= OFFENE AUFGABEN =
A. In welchem minimalen Takt können die Bediengeräte laut dem Forenbeitrag über Pro-Face-Bediengeräte Skripte zyklisch ausführen?
B. Gib aus dem Forenbeitrag über Pro-Face-Bediengeräte den Abschnitt von "Unterstützt werden über" bis "man sich registrieren)" wortgetreu wieder.
C. Führe den Forenbeitrag über Pro-Face-Bediengeräte dort weiter, wo er aufhört.

= TEXTAUSZUG =
- - - - - - -

Mit was für einer SPS wird denn die Waschstraße gesteuert? S5? S7? Mitsubishi? ????

Wenn es eine gänge SPS ist, wüsste ich da eine andere Lösung:
Ein Bediengerät von Pro-Face!

Diese Bediengeräte sind Skriptfähig und können diese Skripte zyklisch ausführen (minimal 1 Sekundentakt). Die neue AGP3000-Serie kann gleichzeitig an SPSen verschiedenen Typs angeschlossen werden. Mit einem Skript kann beliebig auf alle Daten aller angeschlossenen SPSen zugegriffen werde.
Für diesen Zweck würde das kleinste mit 5,7 Zoll usw. reichen. Alternativ kann auch ein größeres Gerät verwendet werden und auch als "normales" Bediengerät für die nachfolgende Anlage einsetzen.

Unterstützt werden über 20 verschiedene gängige SPSen, darunter auch viele ältere. Genauere Infos unter www.pro-face.com (für Handbücher muss man sich registrieren)

mfg
Max


----------



## EWS (17 April 2006)

- - - - - - -

= BEREITGESTELLTE DATEN =
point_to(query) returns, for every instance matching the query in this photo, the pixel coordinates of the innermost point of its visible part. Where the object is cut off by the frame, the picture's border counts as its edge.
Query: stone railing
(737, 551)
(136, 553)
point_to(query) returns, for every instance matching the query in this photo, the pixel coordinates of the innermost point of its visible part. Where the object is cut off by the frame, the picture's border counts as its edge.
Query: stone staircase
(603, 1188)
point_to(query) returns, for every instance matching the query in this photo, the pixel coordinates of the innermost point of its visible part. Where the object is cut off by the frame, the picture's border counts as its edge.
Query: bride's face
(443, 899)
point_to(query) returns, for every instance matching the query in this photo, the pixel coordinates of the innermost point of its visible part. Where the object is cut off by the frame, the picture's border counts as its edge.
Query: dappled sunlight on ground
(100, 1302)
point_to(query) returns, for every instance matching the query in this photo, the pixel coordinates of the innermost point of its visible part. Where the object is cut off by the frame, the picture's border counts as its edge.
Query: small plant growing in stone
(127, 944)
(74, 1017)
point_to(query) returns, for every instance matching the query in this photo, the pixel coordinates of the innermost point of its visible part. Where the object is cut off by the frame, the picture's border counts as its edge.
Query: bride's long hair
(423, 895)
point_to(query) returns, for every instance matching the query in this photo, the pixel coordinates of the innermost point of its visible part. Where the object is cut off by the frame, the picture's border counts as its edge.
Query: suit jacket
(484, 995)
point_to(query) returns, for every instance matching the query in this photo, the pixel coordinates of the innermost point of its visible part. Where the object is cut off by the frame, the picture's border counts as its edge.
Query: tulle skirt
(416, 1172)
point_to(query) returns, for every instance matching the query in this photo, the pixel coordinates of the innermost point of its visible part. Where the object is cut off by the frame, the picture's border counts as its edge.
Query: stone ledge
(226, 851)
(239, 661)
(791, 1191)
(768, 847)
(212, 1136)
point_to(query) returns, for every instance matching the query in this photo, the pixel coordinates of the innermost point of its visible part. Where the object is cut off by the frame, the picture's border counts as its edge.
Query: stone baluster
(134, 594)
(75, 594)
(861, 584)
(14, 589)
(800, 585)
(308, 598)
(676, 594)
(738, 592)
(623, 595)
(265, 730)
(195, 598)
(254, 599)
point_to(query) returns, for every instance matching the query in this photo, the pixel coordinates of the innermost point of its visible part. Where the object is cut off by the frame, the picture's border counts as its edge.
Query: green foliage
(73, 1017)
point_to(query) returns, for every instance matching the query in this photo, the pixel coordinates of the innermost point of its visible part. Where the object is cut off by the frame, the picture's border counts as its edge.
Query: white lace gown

- - - - - - -

= ERGEBNISSE JE AUFGABE =
A. Minimal im 1-Sekunden-Takt.

B.
Unterstützt werden über 20 verschiedene gängige SPSen, darunter auch viele ältere. Genauere Infos unter www.pro-face.com (für Handbücher muss man sich registrieren)

C.
Hi

keine Ahnung habe es selber noch nieeeeeeeeeeeee benutzt aber 
habe auf einer CD von *AND-OR SPS-Service folgendes gefunden.*

*Hier die Beschreibung:*


*Funktion​Daten über einen Draht (seriell) senden & empfangen​*

*Diese Bausteine senden (FC20) bzw. empfangen (FC21) Daten über​*
*einen einzelnen Draht (seriell mit Prüfbit).*​

*Es wird jeweils ein​einzelnes Byte mit Prüfbit übertragen. Das Prüfbit ist 1, wenn
in dem zu sendenden Byte eine ungerade Anzahl Bits gesetzt ist. Es dient dazu, auf
der Empfängerseite Fehler, die durch die Übertragung der Daten verursacht wurden
zu erkennen. Die Geschwindigkeit der Übertragung ist parametrierbar​

(​Zeitraster_ms). Ist das Byte komplett gesendet, wird der Ausgang​

Senden_fertig​gesetzt.​

Features​

Keine Timer oder Datenbaustein erforderlich​, sondern nur 5 Bytes für
Speicherzwecke.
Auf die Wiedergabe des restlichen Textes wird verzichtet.